─── GIVEN DATA ───

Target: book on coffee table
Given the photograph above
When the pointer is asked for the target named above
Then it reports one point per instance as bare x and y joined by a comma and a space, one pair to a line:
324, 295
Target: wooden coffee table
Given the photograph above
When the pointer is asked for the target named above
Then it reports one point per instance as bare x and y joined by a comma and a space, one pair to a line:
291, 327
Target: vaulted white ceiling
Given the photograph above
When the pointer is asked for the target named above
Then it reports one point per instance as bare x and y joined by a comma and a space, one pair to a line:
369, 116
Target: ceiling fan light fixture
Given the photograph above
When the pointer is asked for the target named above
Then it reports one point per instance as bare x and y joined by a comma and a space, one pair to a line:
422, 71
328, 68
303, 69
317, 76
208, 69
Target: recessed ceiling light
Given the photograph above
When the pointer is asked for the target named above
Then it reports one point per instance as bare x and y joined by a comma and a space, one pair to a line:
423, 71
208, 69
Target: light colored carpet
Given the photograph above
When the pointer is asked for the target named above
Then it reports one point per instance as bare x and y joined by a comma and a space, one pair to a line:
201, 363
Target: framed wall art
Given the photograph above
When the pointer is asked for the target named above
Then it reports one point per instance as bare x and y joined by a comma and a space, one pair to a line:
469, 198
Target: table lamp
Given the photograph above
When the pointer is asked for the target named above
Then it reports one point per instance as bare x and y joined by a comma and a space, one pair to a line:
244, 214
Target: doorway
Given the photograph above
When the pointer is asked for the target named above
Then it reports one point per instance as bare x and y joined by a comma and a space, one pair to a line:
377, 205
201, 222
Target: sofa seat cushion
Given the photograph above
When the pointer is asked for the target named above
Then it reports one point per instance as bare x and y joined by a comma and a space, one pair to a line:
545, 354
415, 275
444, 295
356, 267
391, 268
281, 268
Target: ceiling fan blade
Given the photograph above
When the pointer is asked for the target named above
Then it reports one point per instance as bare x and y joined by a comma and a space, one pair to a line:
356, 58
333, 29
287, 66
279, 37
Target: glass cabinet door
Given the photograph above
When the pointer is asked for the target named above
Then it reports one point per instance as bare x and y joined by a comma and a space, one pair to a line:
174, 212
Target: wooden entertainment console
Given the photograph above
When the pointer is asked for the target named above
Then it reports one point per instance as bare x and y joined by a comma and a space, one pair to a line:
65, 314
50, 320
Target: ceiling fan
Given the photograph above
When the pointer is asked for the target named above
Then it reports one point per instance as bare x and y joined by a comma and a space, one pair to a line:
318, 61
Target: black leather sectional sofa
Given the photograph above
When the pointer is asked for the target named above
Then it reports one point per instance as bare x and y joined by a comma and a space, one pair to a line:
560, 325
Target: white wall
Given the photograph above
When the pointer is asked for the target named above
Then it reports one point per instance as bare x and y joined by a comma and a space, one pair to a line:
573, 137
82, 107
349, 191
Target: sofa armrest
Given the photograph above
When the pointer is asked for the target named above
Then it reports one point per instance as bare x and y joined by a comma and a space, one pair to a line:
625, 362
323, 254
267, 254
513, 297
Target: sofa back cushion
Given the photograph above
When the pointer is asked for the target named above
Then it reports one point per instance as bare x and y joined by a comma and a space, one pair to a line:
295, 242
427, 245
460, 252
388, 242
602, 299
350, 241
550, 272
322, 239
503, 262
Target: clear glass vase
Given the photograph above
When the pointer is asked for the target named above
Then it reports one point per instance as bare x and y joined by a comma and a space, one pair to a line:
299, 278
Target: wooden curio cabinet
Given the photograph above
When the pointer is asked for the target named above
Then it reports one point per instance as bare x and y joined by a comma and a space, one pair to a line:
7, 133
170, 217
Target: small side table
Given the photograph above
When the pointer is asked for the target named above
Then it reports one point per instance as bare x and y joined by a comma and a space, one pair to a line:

───

### WHAT IS BEING ASKED
All of the entries above should be output exactly as they are.

### RESPONSE TO THIS TASK
Target: book on coffee table
Given the photograph above
When the pointer is asked for the target named above
Then it reports one point per instance as bare x and y joined by a comma and a space, one pair to a line:
324, 295
Target: wooden coffee table
Given the photograph above
When the pointer is asked for the target named above
Then it reports one point per instance as bare x and y joined by a comma and a space, one pair to a line:
291, 327
Target: vaulted white ceiling
Given the photograph above
When the pointer is asked for the target named above
Then it reports one point per instance as bare x and y joined by a comma and a space, one pair to a line:
369, 116
Target: ceiling fan light fixture
Given the photograph above
When the pointer is asked for the target named above
Then it reports one point per instance as bare x and y joined by a comma and a space, one pair to a line:
422, 71
328, 68
303, 69
317, 76
208, 69
Target: recessed ceiling light
Given the photograph above
When the pointer is asked for the target named above
Then it reports one point per instance as bare x and y joined by a comma and a space, one pair to a line:
423, 71
208, 69
Target: light colored carpet
Given the photograph above
When the pointer is asked for the target named above
Then it reports one point per instance as bare x and y joined by a comma and a space, one pair to a line:
201, 363
Target: framed wall art
Given the photograph above
When the pointer is asked for the target named above
Then it reports one point per instance as bare x and y joined by a comma and a space, one pair to a line:
469, 198
Target: table lamp
Given the photograph above
When the pointer is asked for the target named above
Then it reports one point per instance as bare x and y joined by a comma and a space, one pair to a line:
244, 214
Target: doorway
Given the photograph above
When the pointer is asked for the target named above
Then it reports one point per instance as bare x and y joined by a comma and a space, one pair to a line:
377, 205
201, 222
Target: sofa seat cushion
Given the photograph above
When the pointer is asked for the target named above
Then it reports one point per instance as bare x and y joined by a comma and a space, one pair to a line:
545, 354
415, 275
444, 295
356, 267
391, 268
281, 268
Target: ceiling fan blade
Given the photograph above
When the pointer is asked for the target named above
Then it reports one point per instance as bare x and y joined by a comma and a space, one pair to a line:
356, 58
333, 29
287, 66
279, 37
Target: glass cabinet door
Given the photograph above
When the pointer is asked for the target named above
Then it reports one point per instance as bare x and y joined by a comma and a space, one pair to a line:
174, 212
Target: wooden entertainment console
Given the photograph above
When the pointer is asked for the target named above
Then it reports one point per instance as bare x and y joined by a comma and a space, one pair to a line:
65, 314
50, 320
Target: ceiling fan
Given the photograph above
When the pointer is asked for the target named above
Then it reports one point per instance as bare x and y joined by a comma and a space, one pair to a line:
318, 61
Target: black leather sectional sofa
Given the photograph above
When the pointer is asked for the target named above
Then it reports one point per instance as bare x and y joined by a comma and a space, one pair to a line:
560, 325
Target: white wall
Given the photograph above
When the pointer is asked for the target named above
Then it reports one point per instance as bare x and y joined by a comma and a space, one pair to a line:
573, 137
82, 107
349, 191
Target: sofa armrest
Given the photograph above
When the pointer is asked for the target named above
Then it reports one point per instance as bare x and y joined by a comma and a space, one pair to a line:
625, 362
323, 254
267, 254
513, 297
Target: sofa back cushion
Given the photograph above
When the pointer is asked for the target named above
Then it reports one point per instance as bare x and y joined by a comma and a space, one pair to a line:
295, 242
427, 245
460, 252
388, 242
602, 299
350, 241
550, 272
322, 239
503, 262
Target: clear glass vase
Given the photograph above
When the pointer is asked for the target named above
Then it reports one point per instance as bare x and y joined by a comma and a space, one pair to a line:
299, 278
Target: wooden curio cabinet
Given the photograph above
When the pointer is asked for the target named above
Then it reports one point per instance as bare x and y joined by a comma and a space, one pair to a line:
7, 133
170, 217
Target: small side table
Given the photograph above
When the pointer is asked for the target named above
Then it reports one point per instance as bare x and y joined by a comma and a space, one pair to a line:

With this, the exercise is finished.